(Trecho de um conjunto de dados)
• • • • • • •

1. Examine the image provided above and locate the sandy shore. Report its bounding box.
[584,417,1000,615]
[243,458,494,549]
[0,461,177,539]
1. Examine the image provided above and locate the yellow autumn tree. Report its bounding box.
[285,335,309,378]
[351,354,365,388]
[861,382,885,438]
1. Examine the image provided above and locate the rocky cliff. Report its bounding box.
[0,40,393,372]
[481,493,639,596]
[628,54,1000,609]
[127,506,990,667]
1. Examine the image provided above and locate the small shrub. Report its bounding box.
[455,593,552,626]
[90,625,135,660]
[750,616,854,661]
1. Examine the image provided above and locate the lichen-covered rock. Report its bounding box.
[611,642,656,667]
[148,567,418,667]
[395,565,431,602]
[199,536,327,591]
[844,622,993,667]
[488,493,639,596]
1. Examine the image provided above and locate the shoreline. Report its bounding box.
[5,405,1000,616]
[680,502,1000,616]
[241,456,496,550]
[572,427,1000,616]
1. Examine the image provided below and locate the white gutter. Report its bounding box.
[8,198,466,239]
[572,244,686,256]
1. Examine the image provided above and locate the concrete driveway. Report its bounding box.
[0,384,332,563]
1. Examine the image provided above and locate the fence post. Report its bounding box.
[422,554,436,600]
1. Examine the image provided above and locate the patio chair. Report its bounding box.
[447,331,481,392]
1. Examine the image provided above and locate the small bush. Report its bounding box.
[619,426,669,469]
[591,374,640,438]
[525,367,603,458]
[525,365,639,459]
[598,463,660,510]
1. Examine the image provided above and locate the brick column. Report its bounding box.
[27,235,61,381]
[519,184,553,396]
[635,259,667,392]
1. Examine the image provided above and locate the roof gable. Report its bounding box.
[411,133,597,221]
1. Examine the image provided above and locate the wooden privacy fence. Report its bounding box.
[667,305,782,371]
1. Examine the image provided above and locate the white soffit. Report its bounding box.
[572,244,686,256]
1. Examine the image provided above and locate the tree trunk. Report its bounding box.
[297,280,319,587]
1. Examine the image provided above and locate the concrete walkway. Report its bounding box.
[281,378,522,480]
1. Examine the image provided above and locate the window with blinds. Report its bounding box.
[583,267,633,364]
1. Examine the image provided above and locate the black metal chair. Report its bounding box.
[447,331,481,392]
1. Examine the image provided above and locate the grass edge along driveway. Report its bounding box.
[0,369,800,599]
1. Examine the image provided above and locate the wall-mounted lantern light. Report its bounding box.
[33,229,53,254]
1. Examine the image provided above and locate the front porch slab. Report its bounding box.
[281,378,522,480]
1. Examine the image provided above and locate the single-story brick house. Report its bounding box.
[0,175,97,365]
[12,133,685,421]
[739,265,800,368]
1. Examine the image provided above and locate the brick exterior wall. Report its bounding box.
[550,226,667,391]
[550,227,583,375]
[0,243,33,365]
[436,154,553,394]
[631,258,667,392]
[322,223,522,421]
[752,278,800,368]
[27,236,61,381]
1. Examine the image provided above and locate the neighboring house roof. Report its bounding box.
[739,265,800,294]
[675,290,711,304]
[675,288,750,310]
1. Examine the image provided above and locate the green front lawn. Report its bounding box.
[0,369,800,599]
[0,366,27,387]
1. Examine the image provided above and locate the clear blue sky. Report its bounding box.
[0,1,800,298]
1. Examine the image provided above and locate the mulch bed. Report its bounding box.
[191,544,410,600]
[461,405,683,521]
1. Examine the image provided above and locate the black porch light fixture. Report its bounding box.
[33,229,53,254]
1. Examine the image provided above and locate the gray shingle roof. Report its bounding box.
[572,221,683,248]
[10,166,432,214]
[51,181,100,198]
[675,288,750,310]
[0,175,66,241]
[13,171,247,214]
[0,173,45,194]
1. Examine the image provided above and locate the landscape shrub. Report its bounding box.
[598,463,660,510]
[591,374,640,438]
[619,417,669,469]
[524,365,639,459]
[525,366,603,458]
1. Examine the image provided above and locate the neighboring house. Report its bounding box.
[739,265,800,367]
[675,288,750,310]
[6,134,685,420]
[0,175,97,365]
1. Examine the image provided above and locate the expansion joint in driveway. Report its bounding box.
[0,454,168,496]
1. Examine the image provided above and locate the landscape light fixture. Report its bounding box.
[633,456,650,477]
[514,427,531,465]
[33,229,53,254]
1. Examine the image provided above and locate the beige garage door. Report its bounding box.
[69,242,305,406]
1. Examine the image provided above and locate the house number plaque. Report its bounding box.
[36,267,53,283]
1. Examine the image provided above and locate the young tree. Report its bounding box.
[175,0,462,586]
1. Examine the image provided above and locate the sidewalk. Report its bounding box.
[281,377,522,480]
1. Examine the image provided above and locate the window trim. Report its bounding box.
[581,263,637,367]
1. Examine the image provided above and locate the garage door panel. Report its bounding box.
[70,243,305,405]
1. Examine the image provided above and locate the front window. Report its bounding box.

• • • • • • •

» **O PEDIDO**:
Reproduza todas as linhas dos dados, do início até a linha que contém "[411,133,597,221]", inclusive, sem omitir nenhuma. Aumente em 106 cada número das coordenadas das caixas delimitadoras.

» **RESULTADO DA TAREFA**:
1. Examine the image provided above and locate the sandy shore. Report its bounding box.
[690,523,1106,721]
[349,564,600,655]
[106,567,283,645]
1. Examine the image provided above and locate the yellow autumn tree. Report its bounding box.
[391,441,415,484]
[457,460,471,494]
[967,488,991,544]
1. Examine the image provided above and locate the rocky cliff. Report its bounding box.
[106,146,499,478]
[587,599,745,702]
[734,160,1106,715]
[233,612,1096,773]
1. Examine the image provided above and locate the small shrub. Report its bounding box.
[561,699,658,732]
[196,731,241,766]
[856,722,960,767]
1. Examine the image provided above and locate the lichen-covered rock. Report its bounding box.
[717,748,762,773]
[254,673,524,773]
[501,671,537,708]
[305,642,433,697]
[950,728,1099,773]
[594,599,745,702]
1. Examine the image provided above and locate the shoreline. Report its bounding box.
[111,511,1106,722]
[786,608,1106,722]
[347,562,602,656]
[678,533,1106,722]
1. Examine the image provided below and locate the white gutter. Report its bounding box.
[114,304,572,345]
[678,350,792,362]
1. Examine the image provided above and locate the concrete driveway. Report its bounding box.
[106,490,438,669]
1. Examine the image provided above and locate the fence post. Report its bounding box.
[528,660,542,706]
1. Examine the image provided above and locate the patio chair. Report its bounding box.
[553,437,587,498]
1. Examine the image provided above and locate the small bush. Report its bounding box.
[725,532,775,575]
[697,480,746,544]
[631,473,709,564]
[631,471,745,565]
[704,569,766,616]
1. Examine the image provided above and locate the brick column. Report its bounding box.
[133,341,167,487]
[625,290,659,502]
[741,365,773,498]
1. Examine the image provided above and locate the roof gable. Report its bounding box.
[517,239,703,327]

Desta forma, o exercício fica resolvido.